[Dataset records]
= Beginning of Section =
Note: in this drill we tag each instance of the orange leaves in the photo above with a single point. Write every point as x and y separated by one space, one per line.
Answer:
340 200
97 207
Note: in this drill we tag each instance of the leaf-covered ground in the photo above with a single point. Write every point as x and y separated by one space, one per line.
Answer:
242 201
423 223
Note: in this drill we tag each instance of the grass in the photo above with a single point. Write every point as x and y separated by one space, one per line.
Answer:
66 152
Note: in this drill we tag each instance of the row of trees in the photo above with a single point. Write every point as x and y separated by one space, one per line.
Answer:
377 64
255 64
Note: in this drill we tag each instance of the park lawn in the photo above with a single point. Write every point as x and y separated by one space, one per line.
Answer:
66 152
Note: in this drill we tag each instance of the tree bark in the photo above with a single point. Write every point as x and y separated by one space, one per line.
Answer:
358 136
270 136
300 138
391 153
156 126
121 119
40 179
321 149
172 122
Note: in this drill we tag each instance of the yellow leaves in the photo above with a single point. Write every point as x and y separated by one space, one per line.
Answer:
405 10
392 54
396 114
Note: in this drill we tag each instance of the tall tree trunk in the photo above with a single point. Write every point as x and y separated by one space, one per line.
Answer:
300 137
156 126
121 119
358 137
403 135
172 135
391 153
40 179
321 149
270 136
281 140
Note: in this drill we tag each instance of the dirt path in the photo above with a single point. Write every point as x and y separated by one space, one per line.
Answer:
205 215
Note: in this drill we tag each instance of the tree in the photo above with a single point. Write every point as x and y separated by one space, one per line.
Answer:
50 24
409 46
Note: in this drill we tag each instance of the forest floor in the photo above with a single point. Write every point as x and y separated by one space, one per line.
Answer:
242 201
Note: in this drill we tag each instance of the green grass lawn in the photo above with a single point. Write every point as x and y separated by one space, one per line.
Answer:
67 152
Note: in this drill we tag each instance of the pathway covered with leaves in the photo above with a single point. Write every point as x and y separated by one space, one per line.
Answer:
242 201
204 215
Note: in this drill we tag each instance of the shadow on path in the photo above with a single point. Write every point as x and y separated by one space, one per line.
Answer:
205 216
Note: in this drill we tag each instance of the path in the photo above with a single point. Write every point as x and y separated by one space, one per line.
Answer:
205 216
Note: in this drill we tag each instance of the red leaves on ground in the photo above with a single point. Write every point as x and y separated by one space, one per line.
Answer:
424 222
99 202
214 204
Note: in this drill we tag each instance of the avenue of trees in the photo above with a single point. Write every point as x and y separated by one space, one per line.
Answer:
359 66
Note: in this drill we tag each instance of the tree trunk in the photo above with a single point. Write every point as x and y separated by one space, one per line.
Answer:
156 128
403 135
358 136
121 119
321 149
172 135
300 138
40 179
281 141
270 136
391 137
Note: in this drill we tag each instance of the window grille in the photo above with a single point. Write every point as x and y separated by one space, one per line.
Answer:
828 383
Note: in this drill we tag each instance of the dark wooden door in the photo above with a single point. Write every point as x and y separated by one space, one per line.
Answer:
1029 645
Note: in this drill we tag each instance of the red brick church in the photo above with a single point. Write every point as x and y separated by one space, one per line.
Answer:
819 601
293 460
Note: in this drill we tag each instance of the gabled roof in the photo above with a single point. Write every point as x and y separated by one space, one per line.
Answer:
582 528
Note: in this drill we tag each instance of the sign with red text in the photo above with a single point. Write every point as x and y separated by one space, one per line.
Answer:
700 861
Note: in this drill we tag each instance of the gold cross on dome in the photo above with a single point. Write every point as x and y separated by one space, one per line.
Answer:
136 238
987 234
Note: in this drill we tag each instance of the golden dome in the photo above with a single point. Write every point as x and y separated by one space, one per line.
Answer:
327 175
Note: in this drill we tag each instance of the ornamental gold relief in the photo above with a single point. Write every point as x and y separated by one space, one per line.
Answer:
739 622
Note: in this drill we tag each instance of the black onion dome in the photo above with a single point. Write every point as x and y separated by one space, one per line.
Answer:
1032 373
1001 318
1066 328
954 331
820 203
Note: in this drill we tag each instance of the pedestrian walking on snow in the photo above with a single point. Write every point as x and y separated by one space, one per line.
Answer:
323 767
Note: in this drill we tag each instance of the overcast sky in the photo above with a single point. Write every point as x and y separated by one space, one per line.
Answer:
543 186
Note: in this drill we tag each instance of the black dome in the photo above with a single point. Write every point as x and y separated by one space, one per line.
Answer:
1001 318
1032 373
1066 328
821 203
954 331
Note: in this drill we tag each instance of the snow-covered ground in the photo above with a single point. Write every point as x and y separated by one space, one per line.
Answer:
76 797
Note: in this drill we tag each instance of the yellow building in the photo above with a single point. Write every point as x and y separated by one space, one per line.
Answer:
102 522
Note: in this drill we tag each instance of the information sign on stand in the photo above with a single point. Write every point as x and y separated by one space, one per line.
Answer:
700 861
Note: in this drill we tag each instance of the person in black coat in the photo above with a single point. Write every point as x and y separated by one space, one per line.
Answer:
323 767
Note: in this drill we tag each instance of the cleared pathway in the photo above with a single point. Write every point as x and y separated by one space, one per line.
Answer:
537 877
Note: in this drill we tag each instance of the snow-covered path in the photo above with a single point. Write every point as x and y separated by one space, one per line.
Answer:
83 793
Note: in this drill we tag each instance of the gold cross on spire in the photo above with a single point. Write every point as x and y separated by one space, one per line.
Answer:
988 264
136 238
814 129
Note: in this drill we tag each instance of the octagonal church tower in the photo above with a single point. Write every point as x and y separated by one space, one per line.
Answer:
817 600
= End of Section =
- WHAT TO DO:
Collect every line from the records above that contains the word "church".

- PROBLEM SOLUTION:
Note: in this drill we tag each instance of the red brick church in the photo above with a single point. Write every point as x and y separated by one space, one per line.
Note: in this drill we tag each instance of the octagonal church tower in the photo above with a single point. Write every point as x and y separated by one space, one per line.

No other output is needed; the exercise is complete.